▶ **Формулировка задания**: Напишите продолжение воспоминаний о Гончарове, начав сразу после последнего приведенного в них предложения.
── Фрагмент текста ──
Петр Боборыкин - Творец «Обломова»
Обзор книги Петр Боборыкин - Творец «Обломова»
Петр Дмитриевич Боборыкин
Творец «Обломова» (Из личных воспоминаний)
I
Время летит. Не успеете вы оглянуться, и живые люди уже перешли в царство теней. Летит оно в последние годы с такой же предательской быстротой, как для тех, кто должен высиживать месяцы и годы в одной комнате; а с ним стушевывается в памяти множество фактов, штрихов, красок, из которых можно создать нечто, или – по меньшей мере – восстановить.
Давно ли умер И. А. Гончаров? Настолько давно, что в нашей печати могло бы появиться немало воспоминаний о нем. Их что-то не видно. Не потому ли, что покойный незадолго до смерти так тревожно отнесся к возможности злоупотребить его памятью печатанием его писем? Этот запрет тяготеет над всеми, у кого в руках есть такие письменные документы. Недавно сделано было даже заявление одним писателем: как разрешить этот вопрос совести и следует ли буквально исполнять запрет покойного романиста?
───
── Предоставленные данные ──
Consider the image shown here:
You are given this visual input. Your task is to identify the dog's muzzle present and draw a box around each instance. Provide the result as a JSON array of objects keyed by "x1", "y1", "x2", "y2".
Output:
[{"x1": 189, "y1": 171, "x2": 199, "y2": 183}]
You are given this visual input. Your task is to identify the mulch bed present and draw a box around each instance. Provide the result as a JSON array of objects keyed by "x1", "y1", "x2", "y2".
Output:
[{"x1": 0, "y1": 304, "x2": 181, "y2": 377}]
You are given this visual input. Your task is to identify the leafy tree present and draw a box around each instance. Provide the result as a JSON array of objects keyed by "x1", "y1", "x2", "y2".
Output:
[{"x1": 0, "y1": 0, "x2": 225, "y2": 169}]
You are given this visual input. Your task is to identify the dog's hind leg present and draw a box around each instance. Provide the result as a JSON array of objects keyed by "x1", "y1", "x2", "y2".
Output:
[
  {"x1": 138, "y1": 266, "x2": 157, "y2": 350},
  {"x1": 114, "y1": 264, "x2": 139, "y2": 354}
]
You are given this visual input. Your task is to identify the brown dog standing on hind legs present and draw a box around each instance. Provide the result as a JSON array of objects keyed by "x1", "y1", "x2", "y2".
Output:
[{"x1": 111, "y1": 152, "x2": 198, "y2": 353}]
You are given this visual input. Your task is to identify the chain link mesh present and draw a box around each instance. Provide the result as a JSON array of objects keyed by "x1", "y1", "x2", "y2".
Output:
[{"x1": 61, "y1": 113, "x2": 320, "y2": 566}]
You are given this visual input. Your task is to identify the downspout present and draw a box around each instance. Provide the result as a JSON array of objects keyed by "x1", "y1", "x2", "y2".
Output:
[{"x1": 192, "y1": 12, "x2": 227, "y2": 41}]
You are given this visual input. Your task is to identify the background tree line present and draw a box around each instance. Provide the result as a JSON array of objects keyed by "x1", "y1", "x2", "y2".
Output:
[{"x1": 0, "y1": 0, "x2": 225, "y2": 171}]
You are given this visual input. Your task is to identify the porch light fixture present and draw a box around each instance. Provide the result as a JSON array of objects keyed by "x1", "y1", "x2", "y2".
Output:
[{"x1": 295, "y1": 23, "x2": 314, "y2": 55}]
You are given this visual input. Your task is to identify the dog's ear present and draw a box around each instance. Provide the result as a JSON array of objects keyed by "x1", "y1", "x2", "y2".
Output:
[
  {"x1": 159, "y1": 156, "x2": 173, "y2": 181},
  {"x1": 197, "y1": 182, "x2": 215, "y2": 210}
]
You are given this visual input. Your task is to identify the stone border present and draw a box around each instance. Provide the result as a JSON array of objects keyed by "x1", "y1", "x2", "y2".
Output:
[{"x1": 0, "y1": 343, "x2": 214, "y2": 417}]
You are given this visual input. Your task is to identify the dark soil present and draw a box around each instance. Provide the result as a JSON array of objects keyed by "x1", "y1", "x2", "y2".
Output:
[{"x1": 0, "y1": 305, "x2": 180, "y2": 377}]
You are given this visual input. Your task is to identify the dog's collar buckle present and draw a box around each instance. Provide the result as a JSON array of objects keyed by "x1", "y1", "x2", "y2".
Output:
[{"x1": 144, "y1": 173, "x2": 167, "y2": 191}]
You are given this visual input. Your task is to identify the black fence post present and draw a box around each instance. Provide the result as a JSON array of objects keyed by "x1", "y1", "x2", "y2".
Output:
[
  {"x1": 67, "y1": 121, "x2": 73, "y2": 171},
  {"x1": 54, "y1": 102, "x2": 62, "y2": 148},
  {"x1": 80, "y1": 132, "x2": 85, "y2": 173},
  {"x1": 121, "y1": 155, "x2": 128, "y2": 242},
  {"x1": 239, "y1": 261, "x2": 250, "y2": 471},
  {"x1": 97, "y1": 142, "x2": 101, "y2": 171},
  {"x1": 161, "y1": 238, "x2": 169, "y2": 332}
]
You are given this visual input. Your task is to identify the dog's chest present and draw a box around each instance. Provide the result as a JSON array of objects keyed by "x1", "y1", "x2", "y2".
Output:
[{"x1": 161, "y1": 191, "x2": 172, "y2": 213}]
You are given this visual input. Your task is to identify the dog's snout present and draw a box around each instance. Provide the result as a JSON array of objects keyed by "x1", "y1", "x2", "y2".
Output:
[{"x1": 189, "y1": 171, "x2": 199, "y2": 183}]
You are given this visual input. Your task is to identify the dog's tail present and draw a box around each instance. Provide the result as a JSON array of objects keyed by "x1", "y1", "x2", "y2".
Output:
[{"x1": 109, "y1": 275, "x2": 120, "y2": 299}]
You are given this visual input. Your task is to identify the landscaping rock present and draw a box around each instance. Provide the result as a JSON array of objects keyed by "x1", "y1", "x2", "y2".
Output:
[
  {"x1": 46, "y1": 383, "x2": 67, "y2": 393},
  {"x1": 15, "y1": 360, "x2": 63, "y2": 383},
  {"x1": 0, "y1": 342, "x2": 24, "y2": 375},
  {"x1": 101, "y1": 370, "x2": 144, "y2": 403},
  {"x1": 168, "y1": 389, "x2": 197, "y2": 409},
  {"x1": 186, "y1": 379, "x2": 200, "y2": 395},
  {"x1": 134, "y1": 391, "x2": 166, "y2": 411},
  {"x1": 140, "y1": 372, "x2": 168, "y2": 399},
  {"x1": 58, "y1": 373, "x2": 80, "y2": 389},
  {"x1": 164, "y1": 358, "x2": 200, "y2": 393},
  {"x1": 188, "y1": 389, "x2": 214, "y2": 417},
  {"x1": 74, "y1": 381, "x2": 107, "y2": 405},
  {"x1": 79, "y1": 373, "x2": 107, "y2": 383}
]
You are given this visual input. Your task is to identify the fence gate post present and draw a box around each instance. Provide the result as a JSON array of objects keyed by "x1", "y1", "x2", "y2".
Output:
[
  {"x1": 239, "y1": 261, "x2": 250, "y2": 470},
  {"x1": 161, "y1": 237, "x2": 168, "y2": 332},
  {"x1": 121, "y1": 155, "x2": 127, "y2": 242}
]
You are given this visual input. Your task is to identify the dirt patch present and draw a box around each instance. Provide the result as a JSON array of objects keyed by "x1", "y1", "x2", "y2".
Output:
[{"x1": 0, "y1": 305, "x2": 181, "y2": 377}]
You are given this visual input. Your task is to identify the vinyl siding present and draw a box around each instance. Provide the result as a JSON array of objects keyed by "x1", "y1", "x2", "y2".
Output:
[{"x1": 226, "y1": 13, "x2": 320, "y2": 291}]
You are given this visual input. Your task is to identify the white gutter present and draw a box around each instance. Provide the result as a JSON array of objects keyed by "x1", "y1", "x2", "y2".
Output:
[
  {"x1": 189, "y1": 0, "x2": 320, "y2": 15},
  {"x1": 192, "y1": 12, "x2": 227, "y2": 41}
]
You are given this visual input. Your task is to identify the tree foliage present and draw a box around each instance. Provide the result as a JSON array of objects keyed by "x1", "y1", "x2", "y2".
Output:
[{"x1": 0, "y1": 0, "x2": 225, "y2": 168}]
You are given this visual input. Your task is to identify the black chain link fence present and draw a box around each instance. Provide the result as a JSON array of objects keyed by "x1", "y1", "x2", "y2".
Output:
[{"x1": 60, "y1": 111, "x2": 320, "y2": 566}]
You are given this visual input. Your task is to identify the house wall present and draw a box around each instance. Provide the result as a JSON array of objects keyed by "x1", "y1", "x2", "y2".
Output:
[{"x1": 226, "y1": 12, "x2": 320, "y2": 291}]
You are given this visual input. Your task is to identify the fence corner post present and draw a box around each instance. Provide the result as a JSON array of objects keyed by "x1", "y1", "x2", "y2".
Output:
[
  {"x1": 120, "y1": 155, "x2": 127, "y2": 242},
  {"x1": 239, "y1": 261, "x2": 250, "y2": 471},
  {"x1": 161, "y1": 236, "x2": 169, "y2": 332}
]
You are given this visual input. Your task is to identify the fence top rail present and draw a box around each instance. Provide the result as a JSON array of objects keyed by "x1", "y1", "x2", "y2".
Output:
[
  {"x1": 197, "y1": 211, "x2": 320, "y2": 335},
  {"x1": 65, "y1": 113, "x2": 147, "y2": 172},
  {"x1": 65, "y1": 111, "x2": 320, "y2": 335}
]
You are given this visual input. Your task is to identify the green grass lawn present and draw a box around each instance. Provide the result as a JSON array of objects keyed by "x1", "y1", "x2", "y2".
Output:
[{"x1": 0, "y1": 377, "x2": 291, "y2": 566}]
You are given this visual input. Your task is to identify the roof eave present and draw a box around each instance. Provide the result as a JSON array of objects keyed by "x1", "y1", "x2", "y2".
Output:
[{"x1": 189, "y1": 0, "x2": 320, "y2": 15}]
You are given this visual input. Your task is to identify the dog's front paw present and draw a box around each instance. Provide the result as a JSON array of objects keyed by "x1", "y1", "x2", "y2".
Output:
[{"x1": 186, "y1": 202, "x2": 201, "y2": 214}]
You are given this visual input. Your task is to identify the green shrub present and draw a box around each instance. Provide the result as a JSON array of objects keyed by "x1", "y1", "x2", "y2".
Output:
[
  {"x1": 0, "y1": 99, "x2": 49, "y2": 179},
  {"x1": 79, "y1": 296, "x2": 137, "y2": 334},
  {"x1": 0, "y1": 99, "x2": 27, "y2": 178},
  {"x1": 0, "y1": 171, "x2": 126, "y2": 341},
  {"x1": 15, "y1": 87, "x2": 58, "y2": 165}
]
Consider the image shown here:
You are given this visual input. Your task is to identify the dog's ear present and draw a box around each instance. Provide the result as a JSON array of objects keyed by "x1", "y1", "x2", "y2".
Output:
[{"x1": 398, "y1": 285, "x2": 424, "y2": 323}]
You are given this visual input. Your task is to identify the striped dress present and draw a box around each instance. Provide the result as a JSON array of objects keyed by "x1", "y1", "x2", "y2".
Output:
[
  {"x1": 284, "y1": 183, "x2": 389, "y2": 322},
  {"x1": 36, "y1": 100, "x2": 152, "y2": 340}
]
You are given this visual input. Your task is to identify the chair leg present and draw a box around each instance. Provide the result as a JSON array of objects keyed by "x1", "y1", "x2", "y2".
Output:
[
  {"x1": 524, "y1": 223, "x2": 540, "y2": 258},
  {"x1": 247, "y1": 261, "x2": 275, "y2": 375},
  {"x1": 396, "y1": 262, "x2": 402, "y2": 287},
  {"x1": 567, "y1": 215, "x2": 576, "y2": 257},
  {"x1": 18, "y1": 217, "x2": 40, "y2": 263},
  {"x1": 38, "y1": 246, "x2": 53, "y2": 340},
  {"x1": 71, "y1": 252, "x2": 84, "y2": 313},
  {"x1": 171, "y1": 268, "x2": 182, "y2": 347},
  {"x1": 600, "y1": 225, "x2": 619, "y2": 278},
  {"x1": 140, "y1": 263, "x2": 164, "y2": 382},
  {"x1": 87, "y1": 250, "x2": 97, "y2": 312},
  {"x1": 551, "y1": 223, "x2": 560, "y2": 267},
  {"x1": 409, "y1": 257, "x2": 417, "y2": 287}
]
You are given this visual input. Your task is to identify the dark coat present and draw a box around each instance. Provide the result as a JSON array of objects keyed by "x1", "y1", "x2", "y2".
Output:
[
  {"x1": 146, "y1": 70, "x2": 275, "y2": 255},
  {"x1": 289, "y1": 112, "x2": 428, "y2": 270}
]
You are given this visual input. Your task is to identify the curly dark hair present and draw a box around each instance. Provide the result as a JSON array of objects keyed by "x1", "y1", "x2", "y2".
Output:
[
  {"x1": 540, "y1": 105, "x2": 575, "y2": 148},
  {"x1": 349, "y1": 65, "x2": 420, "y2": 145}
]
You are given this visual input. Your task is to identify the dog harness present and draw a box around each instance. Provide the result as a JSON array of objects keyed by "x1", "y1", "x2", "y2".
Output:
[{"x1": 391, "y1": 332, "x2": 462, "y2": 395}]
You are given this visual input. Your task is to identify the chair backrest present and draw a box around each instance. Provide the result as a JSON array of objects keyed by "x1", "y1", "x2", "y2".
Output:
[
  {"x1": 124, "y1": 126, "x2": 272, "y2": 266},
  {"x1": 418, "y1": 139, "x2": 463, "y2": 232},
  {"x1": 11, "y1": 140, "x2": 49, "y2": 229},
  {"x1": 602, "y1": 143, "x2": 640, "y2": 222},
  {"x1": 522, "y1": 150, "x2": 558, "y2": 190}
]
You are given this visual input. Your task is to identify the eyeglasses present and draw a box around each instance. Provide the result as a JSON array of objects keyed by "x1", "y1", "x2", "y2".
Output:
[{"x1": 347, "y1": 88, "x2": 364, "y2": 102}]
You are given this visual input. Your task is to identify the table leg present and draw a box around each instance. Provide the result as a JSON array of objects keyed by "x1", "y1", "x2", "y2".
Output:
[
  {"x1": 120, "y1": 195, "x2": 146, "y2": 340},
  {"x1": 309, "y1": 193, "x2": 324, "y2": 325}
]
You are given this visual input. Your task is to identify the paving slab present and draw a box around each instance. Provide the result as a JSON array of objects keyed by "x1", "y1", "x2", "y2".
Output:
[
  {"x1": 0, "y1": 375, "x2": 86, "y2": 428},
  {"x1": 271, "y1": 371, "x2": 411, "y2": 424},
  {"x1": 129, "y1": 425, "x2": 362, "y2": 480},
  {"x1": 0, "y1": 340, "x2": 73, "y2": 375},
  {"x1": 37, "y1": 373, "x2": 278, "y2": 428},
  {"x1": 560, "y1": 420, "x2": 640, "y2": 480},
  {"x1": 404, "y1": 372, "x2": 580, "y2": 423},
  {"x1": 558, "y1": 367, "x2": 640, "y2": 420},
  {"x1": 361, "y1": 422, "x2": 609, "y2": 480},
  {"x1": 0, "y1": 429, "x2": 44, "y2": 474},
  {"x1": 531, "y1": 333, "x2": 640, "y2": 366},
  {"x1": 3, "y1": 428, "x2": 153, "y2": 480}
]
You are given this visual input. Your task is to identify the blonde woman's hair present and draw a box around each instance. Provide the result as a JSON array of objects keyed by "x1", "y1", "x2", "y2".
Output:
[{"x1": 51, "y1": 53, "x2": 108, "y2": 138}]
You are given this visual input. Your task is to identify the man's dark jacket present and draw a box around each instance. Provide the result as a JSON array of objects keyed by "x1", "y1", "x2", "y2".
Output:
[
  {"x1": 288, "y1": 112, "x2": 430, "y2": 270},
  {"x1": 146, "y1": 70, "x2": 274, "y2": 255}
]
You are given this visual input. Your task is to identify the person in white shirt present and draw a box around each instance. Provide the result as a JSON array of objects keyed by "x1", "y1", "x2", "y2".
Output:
───
▶ **Результат выполнения**:
Здесь мы не станем поднимать вопроса – принципиально, разбирать, составляют ли письма собственность того, кто их писал, или того, кому они адресованы. На Западе, в особенности во Франции, частные люди, даже совсем неизвестные, гораздо щекотливее по этой части. Но с развитием репортерства и рекламы наступило царство всякого рода нескромностей. Не помню, однако же, чтобы кто-нибудь из известных писателей, ученых или политических деятелей на Западе, сходя в могилу, наложил такой точно запрет, и у нас это, сколько мне кажется, первый случай.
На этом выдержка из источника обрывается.